▶ [Referring expression pointing data]
::::

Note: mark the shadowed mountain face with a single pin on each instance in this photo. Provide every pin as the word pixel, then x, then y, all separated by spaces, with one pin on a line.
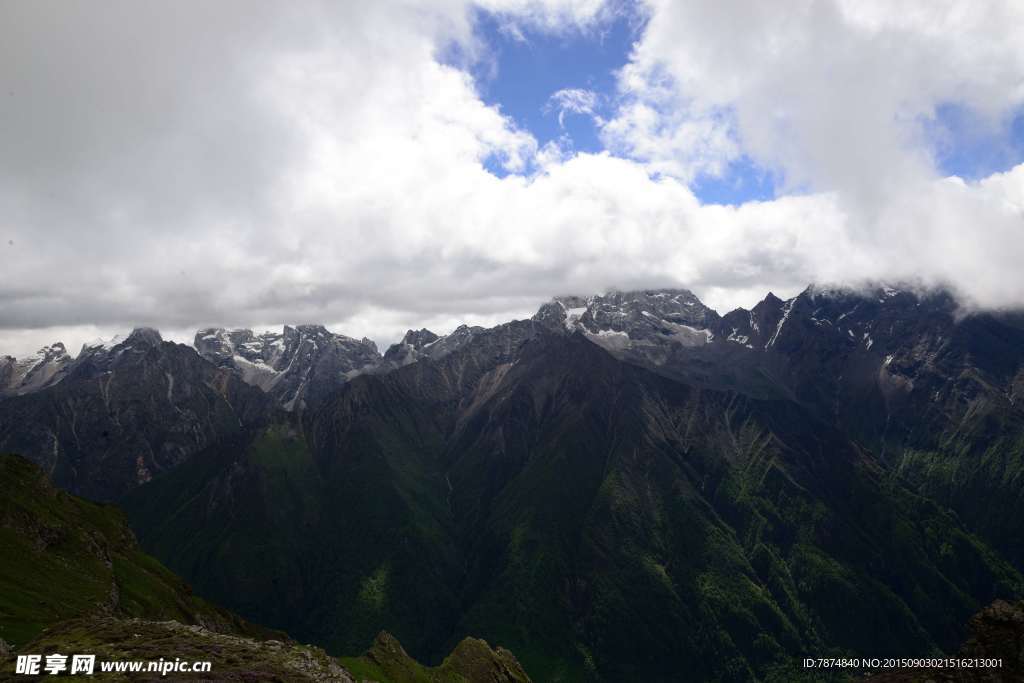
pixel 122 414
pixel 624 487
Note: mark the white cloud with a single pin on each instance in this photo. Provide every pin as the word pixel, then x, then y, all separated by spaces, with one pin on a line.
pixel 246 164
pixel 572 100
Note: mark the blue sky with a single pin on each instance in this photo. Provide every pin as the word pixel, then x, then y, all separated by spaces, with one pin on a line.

::::

▶ [What needs to be done] Please copy out the entries above exactly as they appear, but skip their images.

▶ [Exercise solution]
Note: mark the shadowed mountain face with a single pin on each instance in this photo. Provide every pin as the word pixel, then x, then y, all separated by spaces, with one pin on a line.
pixel 122 414
pixel 624 487
Note: mark the white cloud with a single pin on each instance in this photo. Provide every pin as the word pixel, then x, then y, all separated by spaces, with one pin on a line.
pixel 246 164
pixel 572 100
Note: mark the blue sky with a single pin on each instance in this photo. Provide every pin as the word pixel, then x, then y, all separated by spaces, with one pin on a line.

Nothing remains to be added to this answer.